▶ Work order
The listing that follows must be retyped exactly, without its pictures.
Data for the task Start Marker
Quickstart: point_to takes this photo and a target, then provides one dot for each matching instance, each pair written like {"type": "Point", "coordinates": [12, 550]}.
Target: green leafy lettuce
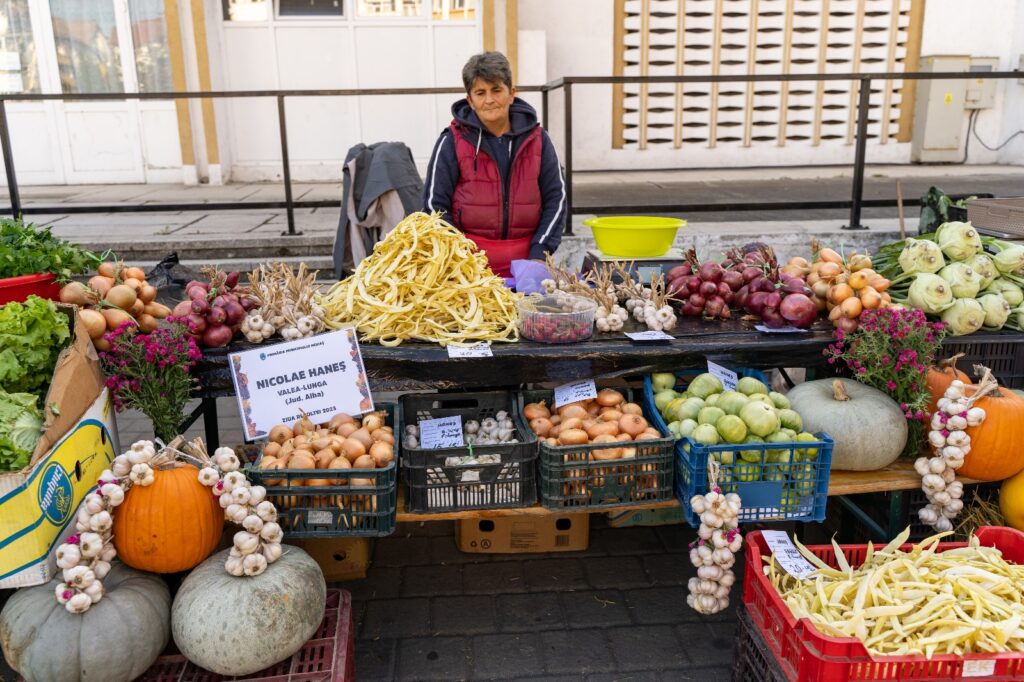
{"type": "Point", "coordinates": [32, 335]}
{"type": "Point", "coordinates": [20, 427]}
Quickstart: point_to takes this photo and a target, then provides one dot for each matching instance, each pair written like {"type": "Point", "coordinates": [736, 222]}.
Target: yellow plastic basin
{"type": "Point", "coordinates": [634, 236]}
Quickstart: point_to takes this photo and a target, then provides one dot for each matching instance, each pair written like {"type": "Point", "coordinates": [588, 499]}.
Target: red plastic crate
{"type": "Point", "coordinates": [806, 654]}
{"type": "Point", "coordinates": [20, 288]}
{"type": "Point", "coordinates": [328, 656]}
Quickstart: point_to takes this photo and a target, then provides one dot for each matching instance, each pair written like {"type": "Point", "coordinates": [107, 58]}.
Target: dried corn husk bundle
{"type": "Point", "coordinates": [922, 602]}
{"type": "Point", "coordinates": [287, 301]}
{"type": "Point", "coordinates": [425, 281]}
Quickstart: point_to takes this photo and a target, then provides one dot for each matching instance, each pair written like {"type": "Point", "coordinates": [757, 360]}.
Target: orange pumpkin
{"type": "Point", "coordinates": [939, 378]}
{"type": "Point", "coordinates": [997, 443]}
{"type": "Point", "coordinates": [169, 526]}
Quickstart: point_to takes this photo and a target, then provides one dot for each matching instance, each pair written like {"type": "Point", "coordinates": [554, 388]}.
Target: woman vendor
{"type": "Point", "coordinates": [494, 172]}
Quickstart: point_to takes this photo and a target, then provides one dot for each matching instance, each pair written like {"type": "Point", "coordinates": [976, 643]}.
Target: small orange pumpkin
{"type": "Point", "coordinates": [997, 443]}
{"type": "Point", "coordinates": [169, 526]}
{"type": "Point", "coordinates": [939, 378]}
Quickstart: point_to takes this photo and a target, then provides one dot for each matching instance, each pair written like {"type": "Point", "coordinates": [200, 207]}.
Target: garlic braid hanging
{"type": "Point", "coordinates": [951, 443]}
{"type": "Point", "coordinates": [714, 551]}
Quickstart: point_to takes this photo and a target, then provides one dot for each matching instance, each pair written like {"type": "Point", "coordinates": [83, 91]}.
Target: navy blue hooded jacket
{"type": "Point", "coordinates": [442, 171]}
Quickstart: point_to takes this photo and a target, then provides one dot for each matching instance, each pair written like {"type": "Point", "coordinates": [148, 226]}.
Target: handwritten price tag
Data for the task End Marker
▶ Answer to the problem
Quickstart: point_to takes this photo and a target, then provides one dot for each matching instance, each pair written like {"type": "Point", "coordinates": [12, 550]}.
Target: green leafy lettuce
{"type": "Point", "coordinates": [32, 335]}
{"type": "Point", "coordinates": [20, 427]}
Quickstart: point_to takes this photo and a target, then provides one dot for each matching instance, each pair written like {"type": "Point", "coordinates": [736, 222]}.
Target: yellow plastic basin
{"type": "Point", "coordinates": [634, 236]}
Quickstart: point_to takes this photo and a target, then provides one dot for each matching instance, each pair written like {"type": "Point", "coordinates": [588, 499]}.
Target: red plastic crate
{"type": "Point", "coordinates": [806, 654]}
{"type": "Point", "coordinates": [20, 288]}
{"type": "Point", "coordinates": [328, 656]}
Quickstart: point_to takes this photo and a target, then provides one dot for each matching instance, each pair written like {"type": "Point", "coordinates": [107, 58]}.
Target: dried corn husk bundle
{"type": "Point", "coordinates": [922, 602]}
{"type": "Point", "coordinates": [287, 301]}
{"type": "Point", "coordinates": [425, 281]}
Quickstart: point_to takes this photo and a target, then provides one dot for each matching instance, each pair written like {"type": "Point", "coordinates": [757, 360]}.
Target: orange pumpkin
{"type": "Point", "coordinates": [939, 378]}
{"type": "Point", "coordinates": [997, 443]}
{"type": "Point", "coordinates": [169, 526]}
Quickstart: point_to takes this photo and a target, then provides one dot for each matching instance, each pair written like {"type": "Point", "coordinates": [554, 388]}.
Target: woman vendor
{"type": "Point", "coordinates": [494, 172]}
Quickstart: point_to takes this photo and a target, then provides one dot for each matching instance, each pair written like {"type": "Point", "coordinates": [976, 643]}.
Target: small orange pumpkin
{"type": "Point", "coordinates": [997, 443]}
{"type": "Point", "coordinates": [169, 526]}
{"type": "Point", "coordinates": [939, 378]}
Quickstart: point_to takes this photo and a target, then provides one dot for each matching instance, each pair written like {"type": "Point", "coordinates": [200, 207]}.
Target: garlic braid hanging
{"type": "Point", "coordinates": [951, 443]}
{"type": "Point", "coordinates": [714, 551]}
Quickstart: point_to takes this photo and a target, then provides one dot for each matching instance, each pair written like {"type": "Point", "coordinates": [83, 91]}.
Target: navy blue hooded jacket
{"type": "Point", "coordinates": [442, 171]}
Quickstart: point_to takes this photo and a target, then provides one dot for each matching instance, each pair written like {"type": "Point", "coordinates": [148, 226]}.
Target: handwritten price tag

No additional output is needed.